▶ [The problem] Copy the material below verbatim, beginning at the line that contains "green lawn ->" and continuing through the final line of the material.

▶ [Source material]
'''
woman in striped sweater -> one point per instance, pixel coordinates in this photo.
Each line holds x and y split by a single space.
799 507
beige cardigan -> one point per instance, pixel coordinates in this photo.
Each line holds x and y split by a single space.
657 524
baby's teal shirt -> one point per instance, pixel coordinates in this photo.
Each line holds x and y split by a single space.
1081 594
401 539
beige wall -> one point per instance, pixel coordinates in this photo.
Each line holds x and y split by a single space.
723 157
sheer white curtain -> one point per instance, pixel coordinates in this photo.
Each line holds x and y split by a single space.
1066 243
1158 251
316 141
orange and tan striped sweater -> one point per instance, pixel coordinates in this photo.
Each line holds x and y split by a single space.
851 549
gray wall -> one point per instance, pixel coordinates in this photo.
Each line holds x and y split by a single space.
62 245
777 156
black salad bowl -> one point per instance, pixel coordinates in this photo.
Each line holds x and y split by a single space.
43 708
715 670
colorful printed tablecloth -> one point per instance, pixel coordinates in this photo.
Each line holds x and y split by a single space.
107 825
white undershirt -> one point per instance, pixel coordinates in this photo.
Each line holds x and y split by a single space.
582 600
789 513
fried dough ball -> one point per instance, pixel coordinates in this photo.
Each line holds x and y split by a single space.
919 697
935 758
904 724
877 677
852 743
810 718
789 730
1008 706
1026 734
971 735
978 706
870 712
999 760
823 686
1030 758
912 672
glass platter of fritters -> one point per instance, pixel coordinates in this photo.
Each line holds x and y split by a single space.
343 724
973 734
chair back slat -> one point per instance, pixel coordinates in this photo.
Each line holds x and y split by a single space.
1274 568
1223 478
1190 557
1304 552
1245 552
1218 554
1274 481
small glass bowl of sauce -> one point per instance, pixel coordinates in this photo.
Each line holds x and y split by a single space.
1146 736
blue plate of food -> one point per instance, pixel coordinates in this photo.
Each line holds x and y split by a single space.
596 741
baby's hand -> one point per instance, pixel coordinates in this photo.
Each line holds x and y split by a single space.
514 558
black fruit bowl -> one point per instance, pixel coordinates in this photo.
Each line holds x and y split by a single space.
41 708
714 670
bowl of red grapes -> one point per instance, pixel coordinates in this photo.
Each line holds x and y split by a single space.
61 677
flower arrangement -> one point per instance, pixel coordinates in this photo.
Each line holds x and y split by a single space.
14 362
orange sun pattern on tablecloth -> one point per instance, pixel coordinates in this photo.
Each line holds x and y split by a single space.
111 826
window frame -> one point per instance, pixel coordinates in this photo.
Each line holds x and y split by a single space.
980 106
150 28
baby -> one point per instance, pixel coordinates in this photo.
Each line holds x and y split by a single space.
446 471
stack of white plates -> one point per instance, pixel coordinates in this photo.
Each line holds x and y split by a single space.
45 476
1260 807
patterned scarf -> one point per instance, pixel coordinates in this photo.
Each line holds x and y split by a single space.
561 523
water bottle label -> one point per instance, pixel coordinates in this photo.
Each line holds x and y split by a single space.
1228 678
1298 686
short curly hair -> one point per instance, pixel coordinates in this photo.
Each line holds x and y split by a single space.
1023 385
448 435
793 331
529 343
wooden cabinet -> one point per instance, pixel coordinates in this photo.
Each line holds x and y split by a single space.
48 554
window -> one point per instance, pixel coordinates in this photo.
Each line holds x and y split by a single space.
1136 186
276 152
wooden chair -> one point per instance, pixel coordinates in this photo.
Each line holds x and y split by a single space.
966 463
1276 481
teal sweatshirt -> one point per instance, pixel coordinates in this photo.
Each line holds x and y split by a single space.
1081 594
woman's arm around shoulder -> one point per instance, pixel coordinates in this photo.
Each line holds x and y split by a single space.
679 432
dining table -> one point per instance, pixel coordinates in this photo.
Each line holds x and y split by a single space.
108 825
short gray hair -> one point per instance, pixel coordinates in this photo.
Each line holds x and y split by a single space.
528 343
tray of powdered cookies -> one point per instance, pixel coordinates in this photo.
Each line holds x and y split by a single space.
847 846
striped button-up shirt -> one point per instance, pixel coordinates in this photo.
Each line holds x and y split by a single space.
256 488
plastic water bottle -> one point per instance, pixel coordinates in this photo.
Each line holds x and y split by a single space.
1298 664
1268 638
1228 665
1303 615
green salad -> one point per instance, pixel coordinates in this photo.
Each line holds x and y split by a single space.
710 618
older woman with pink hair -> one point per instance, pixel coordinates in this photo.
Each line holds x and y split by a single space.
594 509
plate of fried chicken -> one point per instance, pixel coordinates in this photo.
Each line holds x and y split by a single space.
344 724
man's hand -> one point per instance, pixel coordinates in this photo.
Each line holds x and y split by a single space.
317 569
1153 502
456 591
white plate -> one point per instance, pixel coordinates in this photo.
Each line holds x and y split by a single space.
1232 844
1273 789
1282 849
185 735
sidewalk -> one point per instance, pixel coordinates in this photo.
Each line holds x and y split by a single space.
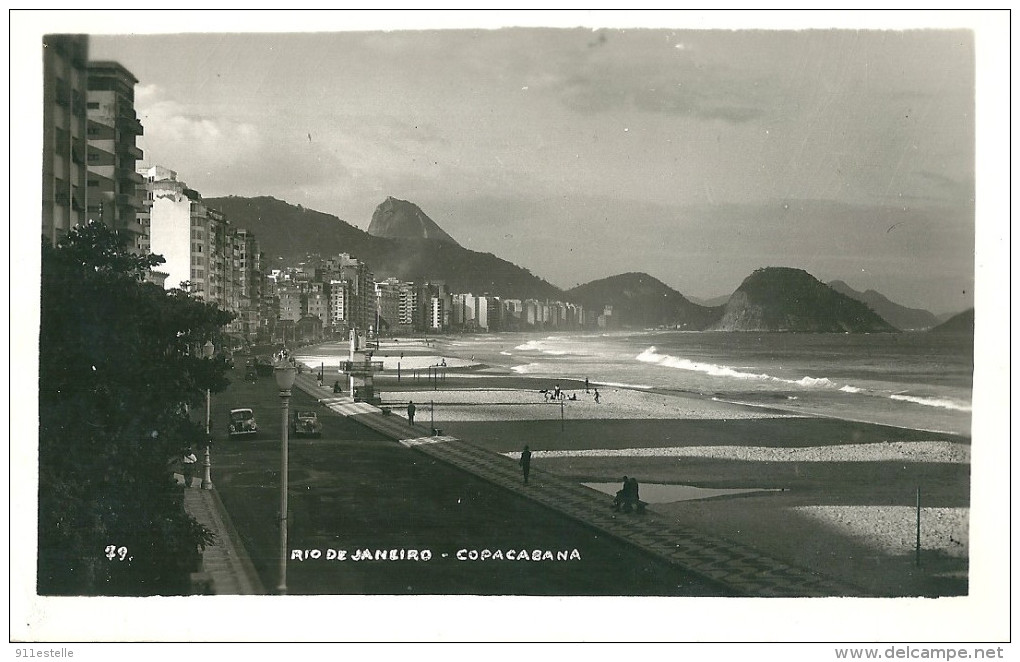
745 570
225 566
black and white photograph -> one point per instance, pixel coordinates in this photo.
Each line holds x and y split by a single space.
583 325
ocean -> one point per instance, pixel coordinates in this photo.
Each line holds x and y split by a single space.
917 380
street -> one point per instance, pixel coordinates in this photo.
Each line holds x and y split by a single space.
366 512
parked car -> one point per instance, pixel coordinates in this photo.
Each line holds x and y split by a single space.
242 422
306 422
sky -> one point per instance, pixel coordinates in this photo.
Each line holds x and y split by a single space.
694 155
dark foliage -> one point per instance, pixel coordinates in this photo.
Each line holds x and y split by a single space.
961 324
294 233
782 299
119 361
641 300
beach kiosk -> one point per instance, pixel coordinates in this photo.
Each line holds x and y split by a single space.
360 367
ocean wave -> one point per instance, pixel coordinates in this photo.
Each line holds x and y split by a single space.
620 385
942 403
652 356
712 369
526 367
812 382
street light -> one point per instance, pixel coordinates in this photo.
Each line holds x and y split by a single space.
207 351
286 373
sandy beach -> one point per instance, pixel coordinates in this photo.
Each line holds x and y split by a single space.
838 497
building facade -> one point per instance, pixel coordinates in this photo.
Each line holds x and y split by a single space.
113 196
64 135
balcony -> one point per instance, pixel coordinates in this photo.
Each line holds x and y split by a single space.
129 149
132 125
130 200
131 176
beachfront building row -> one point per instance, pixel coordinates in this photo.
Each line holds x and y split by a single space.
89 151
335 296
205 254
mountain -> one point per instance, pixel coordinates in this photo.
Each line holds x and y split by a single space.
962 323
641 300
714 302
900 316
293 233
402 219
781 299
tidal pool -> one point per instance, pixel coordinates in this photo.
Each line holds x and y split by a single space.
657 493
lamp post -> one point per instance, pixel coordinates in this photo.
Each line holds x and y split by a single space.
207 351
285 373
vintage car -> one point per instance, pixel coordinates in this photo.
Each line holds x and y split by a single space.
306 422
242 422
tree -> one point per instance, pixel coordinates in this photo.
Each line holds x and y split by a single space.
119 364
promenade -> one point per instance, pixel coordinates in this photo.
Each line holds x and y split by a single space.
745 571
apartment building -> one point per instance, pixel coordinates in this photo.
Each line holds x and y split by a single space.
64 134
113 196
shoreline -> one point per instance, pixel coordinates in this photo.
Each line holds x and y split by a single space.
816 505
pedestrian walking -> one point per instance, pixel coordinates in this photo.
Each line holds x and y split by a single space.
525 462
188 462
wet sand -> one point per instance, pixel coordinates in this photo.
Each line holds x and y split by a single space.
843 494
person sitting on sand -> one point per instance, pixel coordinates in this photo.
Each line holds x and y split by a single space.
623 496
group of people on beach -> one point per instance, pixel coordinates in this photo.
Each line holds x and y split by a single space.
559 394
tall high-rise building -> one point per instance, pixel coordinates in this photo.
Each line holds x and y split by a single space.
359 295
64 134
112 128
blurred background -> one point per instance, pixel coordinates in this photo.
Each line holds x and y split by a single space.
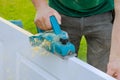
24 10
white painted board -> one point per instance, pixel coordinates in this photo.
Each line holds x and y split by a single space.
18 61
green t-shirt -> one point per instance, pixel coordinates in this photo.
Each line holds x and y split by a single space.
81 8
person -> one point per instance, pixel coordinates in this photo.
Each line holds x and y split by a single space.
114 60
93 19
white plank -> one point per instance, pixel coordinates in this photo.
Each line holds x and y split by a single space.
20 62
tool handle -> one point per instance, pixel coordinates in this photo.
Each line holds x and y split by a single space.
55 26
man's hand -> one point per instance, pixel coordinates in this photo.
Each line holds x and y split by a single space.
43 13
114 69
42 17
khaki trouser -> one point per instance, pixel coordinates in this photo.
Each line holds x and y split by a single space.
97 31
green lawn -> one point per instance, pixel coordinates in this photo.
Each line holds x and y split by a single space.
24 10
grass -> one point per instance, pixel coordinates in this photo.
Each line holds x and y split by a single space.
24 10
'''
▶ [Result]
green lawn -> one point per instance, pixel coordinates in this photo.
Each line holds x and y split by a single space.
24 10
grass -> one point per instance, pixel coordinates in this photo.
Each line holds x and y split by a single space.
24 10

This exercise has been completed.